Required work >>
Print the lines below exactly as they appear, from the first line of the items through the line containing "[76,35,252,245]", with both ends included.

# Data in this exercise start

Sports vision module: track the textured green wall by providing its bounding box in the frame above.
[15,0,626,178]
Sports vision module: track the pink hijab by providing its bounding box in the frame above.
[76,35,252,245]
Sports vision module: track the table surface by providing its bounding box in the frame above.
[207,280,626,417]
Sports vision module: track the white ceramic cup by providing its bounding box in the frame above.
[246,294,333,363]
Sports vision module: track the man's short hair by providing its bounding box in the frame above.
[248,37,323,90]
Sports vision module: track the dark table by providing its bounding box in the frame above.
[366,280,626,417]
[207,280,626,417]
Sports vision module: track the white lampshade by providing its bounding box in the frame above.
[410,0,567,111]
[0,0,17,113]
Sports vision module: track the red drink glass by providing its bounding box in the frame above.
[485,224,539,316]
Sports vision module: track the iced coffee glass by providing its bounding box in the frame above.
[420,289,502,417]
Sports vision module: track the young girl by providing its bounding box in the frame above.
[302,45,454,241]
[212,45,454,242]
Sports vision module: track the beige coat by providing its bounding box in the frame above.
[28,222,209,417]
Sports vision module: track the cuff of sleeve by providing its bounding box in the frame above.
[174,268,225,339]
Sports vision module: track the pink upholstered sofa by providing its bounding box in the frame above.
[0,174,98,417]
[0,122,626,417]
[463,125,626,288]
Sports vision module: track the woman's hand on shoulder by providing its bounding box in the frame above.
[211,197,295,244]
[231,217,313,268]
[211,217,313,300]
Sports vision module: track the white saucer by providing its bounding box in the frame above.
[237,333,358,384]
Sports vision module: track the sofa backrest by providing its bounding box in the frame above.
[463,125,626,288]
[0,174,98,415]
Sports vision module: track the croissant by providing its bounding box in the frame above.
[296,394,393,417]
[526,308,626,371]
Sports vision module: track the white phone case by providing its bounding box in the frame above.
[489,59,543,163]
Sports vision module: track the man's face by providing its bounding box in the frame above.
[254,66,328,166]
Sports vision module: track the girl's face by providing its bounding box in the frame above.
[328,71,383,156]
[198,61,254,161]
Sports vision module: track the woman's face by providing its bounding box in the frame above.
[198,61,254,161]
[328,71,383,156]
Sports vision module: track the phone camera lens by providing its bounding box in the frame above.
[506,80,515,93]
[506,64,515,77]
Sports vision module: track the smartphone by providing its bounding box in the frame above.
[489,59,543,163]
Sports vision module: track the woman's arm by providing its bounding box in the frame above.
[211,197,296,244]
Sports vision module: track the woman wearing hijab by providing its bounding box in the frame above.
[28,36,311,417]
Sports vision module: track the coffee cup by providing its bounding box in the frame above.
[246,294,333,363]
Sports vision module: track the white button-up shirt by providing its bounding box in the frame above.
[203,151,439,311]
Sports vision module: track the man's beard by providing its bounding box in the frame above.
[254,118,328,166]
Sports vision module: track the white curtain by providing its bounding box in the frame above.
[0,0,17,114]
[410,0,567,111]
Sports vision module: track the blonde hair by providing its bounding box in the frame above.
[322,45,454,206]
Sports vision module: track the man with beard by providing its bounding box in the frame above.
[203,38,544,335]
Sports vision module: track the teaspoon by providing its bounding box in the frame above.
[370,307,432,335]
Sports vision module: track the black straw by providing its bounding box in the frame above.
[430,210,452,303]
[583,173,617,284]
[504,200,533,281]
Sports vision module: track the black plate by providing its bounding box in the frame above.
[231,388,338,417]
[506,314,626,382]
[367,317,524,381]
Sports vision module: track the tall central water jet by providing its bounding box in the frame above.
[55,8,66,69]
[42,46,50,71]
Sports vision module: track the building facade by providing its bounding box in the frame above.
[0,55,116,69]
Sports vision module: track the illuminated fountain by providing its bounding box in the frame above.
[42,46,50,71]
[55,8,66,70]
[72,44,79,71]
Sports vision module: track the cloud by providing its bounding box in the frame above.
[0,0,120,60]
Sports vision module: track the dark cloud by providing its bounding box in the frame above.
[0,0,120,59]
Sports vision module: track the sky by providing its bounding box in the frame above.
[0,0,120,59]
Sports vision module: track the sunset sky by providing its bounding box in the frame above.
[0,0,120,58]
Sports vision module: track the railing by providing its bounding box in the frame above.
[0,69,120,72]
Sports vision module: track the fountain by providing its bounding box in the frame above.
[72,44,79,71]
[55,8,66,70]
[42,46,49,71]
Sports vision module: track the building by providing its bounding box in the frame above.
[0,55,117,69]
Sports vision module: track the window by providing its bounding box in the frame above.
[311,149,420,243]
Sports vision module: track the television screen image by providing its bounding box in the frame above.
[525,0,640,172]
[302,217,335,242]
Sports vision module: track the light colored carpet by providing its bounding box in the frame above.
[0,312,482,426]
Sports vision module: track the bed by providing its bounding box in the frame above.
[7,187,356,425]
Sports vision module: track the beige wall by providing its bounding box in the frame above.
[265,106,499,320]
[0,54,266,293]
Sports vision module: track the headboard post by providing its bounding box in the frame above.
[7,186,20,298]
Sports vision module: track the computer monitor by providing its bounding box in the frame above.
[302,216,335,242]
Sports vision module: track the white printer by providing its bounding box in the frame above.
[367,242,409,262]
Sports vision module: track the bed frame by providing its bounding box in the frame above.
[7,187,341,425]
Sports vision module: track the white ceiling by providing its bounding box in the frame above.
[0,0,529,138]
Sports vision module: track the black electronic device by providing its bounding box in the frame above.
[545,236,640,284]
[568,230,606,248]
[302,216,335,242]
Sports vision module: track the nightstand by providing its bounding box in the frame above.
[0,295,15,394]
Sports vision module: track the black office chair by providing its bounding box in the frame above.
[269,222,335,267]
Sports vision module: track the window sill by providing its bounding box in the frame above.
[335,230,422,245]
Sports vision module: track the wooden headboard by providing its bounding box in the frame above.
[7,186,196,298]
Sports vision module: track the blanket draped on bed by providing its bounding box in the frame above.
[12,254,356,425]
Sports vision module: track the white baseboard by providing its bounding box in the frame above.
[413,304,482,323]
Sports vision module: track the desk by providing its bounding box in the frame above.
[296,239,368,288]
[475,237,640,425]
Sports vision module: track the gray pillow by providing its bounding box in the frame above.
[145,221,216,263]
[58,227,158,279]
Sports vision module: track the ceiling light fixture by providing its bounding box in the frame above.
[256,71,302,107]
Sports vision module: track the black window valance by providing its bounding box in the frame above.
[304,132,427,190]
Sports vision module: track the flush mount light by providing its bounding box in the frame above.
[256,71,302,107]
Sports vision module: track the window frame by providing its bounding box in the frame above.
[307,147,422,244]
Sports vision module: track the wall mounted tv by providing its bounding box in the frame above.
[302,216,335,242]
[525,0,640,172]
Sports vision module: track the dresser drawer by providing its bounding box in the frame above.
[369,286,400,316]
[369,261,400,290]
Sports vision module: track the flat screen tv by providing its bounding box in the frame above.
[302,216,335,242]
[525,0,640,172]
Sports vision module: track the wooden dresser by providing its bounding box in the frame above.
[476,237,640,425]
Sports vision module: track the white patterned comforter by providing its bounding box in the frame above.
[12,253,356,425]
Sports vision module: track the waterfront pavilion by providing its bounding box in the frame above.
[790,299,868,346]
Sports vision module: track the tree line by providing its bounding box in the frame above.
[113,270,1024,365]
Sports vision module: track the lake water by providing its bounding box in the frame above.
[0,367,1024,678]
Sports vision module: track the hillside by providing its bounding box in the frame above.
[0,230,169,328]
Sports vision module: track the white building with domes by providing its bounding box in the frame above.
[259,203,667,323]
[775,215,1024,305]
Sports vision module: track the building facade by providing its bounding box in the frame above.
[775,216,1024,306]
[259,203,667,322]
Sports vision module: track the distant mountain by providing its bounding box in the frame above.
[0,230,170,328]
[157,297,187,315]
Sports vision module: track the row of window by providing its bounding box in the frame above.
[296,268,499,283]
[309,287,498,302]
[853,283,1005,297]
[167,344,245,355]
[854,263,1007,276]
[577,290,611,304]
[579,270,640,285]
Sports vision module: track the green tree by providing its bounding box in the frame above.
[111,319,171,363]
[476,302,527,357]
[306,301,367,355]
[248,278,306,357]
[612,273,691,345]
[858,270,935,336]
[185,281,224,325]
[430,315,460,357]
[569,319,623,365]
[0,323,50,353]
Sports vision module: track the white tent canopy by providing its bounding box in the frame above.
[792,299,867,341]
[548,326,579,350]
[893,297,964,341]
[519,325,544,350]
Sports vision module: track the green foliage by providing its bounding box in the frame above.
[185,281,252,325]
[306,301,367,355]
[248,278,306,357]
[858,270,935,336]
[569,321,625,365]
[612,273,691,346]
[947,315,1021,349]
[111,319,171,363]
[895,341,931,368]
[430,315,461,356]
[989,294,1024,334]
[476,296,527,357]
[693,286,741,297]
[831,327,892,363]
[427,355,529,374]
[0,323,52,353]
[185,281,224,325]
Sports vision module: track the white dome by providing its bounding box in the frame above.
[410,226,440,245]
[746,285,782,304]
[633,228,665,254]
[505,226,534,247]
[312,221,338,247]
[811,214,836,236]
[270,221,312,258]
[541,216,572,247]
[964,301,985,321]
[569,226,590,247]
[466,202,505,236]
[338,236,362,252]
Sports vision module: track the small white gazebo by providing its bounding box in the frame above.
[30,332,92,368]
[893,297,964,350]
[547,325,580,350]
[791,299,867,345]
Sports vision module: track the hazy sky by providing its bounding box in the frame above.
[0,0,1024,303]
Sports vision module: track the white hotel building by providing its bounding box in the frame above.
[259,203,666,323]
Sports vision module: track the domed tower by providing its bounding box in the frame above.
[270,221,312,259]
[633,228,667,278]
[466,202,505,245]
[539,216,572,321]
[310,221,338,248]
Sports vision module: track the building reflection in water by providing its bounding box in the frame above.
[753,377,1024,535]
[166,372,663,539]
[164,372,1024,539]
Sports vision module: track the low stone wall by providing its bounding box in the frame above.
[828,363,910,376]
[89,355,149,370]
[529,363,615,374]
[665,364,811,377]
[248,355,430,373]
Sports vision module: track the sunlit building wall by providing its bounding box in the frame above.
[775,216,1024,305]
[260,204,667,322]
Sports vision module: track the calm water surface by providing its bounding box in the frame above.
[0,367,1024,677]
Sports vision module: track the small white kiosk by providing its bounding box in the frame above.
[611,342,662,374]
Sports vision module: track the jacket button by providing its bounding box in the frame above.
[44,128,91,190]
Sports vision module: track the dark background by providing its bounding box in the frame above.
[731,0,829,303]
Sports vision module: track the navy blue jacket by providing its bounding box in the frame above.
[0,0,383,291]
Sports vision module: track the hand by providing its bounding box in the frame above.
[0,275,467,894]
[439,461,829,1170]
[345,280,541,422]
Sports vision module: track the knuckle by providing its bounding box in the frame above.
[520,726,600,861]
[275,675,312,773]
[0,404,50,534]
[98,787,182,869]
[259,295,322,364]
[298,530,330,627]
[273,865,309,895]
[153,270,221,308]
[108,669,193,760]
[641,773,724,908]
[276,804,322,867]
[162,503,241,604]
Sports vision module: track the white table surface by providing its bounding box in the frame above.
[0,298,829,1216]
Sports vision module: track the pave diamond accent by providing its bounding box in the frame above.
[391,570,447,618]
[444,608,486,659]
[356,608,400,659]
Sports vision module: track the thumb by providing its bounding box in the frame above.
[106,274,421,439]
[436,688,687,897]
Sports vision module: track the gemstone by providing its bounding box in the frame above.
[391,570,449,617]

# Data in this exercise end

Correct result >>
Sports vision module: track the textured green wall by providing its bounding box in the frame above.
[15,0,626,178]
Sports vision module: track the pink hijab by providing its bounding box in the frame above.
[76,35,252,245]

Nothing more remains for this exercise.